Data shown START
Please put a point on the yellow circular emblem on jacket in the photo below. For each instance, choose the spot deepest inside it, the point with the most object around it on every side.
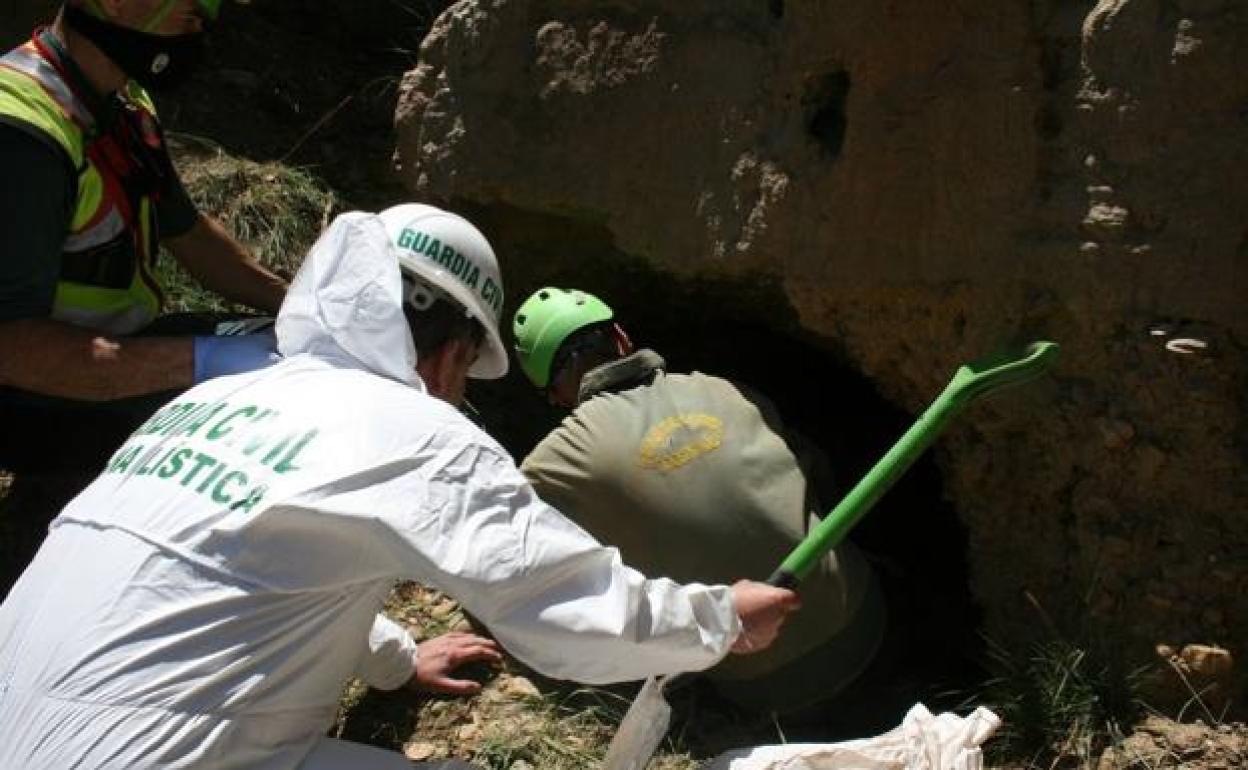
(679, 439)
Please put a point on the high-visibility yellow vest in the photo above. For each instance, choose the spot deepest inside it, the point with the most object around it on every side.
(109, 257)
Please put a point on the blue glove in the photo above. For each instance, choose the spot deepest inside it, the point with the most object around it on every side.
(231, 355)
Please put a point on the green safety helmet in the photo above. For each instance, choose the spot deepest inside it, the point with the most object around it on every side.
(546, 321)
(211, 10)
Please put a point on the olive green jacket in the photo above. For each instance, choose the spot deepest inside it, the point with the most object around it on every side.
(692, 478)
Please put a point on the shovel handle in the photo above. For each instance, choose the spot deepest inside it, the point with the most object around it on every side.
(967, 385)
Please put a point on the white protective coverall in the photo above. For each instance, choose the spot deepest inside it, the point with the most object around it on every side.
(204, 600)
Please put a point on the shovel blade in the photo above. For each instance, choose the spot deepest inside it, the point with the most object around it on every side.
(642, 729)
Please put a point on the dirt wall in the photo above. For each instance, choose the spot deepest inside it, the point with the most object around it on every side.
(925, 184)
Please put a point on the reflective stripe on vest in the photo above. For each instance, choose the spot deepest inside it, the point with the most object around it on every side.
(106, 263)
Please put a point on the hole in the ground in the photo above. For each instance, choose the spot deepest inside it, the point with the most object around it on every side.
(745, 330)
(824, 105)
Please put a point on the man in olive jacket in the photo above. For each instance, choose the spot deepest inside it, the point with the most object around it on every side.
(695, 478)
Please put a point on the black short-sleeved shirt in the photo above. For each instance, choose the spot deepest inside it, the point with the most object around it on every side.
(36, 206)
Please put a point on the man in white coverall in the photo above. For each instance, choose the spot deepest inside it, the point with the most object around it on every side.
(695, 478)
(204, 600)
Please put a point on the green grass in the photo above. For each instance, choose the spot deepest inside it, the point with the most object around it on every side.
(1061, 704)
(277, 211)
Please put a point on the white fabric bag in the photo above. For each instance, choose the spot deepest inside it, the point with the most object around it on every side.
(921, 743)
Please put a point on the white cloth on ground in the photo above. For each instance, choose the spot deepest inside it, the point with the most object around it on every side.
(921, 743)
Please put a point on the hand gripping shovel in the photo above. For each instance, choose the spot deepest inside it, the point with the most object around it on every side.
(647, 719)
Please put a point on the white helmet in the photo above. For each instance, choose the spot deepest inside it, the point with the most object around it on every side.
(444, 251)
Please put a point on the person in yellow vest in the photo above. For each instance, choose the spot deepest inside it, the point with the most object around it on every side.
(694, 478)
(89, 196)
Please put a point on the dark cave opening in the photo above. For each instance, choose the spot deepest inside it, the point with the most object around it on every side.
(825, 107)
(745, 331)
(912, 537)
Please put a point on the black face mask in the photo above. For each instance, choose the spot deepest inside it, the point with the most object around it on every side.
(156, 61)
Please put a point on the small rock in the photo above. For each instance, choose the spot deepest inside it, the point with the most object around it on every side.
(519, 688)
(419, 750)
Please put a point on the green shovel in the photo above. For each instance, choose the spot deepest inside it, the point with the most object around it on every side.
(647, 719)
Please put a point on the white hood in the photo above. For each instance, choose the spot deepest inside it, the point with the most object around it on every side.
Data shown END
Exercise prompt:
A faithful copy of each entry is required, and no picture may be carried into it.

Answer box:
Please put a point on the yellow circular emblem on jacket in the photo below. For each instance, choose the spot deepest inside it, the point with the most object around it on every side.
(679, 439)
Please put a point on the high-visibility yellow vest in the photo above. For each instance, choose the spot deepest inside it, the point with the most object around it on every side.
(109, 257)
Please put a point on the blue glove in the photo above. For each instance, choose the spot deepest inside it, the point with the most object around it on every side.
(231, 355)
Please put a point on the green safety helmet in the photo above. For each instance, choose the spot deepest inside it, the point with the most object around it on every side.
(546, 321)
(211, 10)
Please put a point on the olive green jacket in the photo above. For each instance, choose the spot deepest inside it, the point with the most object around it on every side.
(692, 478)
Please put a point on the shovel handle in the photo above. For each instance, choose the spot deepest inside it, the point with the most object around it on every side.
(967, 385)
Please put a point on the white protective coverall in the photo above. For each instance, choose the spot deepest inside it, the point with the most object around it on every side.
(204, 600)
Please put a point on the shovel blade in the photo above. For each instance, choose the spot deepest inside it, the point with the most object around it on every side.
(642, 729)
Please put a point on the dirt wall in the photo above. For each instance, choose the spot deepest inside it, the point with the most object around it on every side.
(925, 184)
Please put a point on the reflective stripe on vest in the photo above. For each instance, choose the spot deepest inside it, the point with the most object around it on every side.
(106, 263)
Please put a point on the hole in the ground in the photo above. For each instance, choose the spot deepest inside it, the point with the most object around it on every side.
(745, 330)
(824, 105)
Please put a point on the man in olive jacket in the photo above. For each instance, choose the spot deepest inside it, the point with the most object around it on every side.
(695, 478)
Please put a point on the black short-sleeved shirt in the photo above. For each instance, choose the spot deepest inside it, the point with the most object around it on every side.
(36, 206)
Please put a point on the man in white coverall in the photo above. For each instance, choose the spot deepest inside it, the point with the most object around it on every side.
(695, 478)
(204, 600)
Please put a point on the green grass in the photo above. For each instance, choose the spot deepest inside it, the point with the most object around it on every side.
(1061, 704)
(277, 211)
Please put a point on the white fabric bag in the photo above. For each instance, choose the spot deepest inside it, the point with the most object around it on every side.
(921, 743)
Please put a point on the white cloth on ground in the photo above. For each instance, choose the spot deepest inside it, the point with the most object around it on every side.
(921, 743)
Please put a point on the hand gripping shovel in the photo above. For each instance, choose the spot deepest inside it, the point with the most object around it on every side.
(647, 719)
Please put a point on the white helmet in the photo above. For each instance, choose the spot deepest inside it, the point with the most object around it on every side.
(444, 251)
Please put a point on the person in yellow vest in the photo above. For each instance, choose the spot deepest inside it, the point with the most object around it on every side.
(694, 478)
(89, 196)
Please put a point on the dark cave opening in the photo above. For each instance, choose the spot deepest inside it, the point with the most object around it on every side.
(825, 107)
(745, 331)
(912, 537)
Please put a point on the black face mask in the photo above. For each instance, choose the spot deepest inside it, the point with the most object around it on every side.
(156, 61)
Please put a point on the small rock in the photo above. For each instance, choose the spot deepest inside it, the point with the most object around it on every side.
(519, 688)
(419, 750)
Please put a point on the green shovel in the photo above. For each instance, choose the spot deepest inside it, the point with the most object around it on every side.
(647, 719)
Please put a point on the white hood in the photo above. For each instance, choose the spot deepest inside it, the point with the most object around it on every side.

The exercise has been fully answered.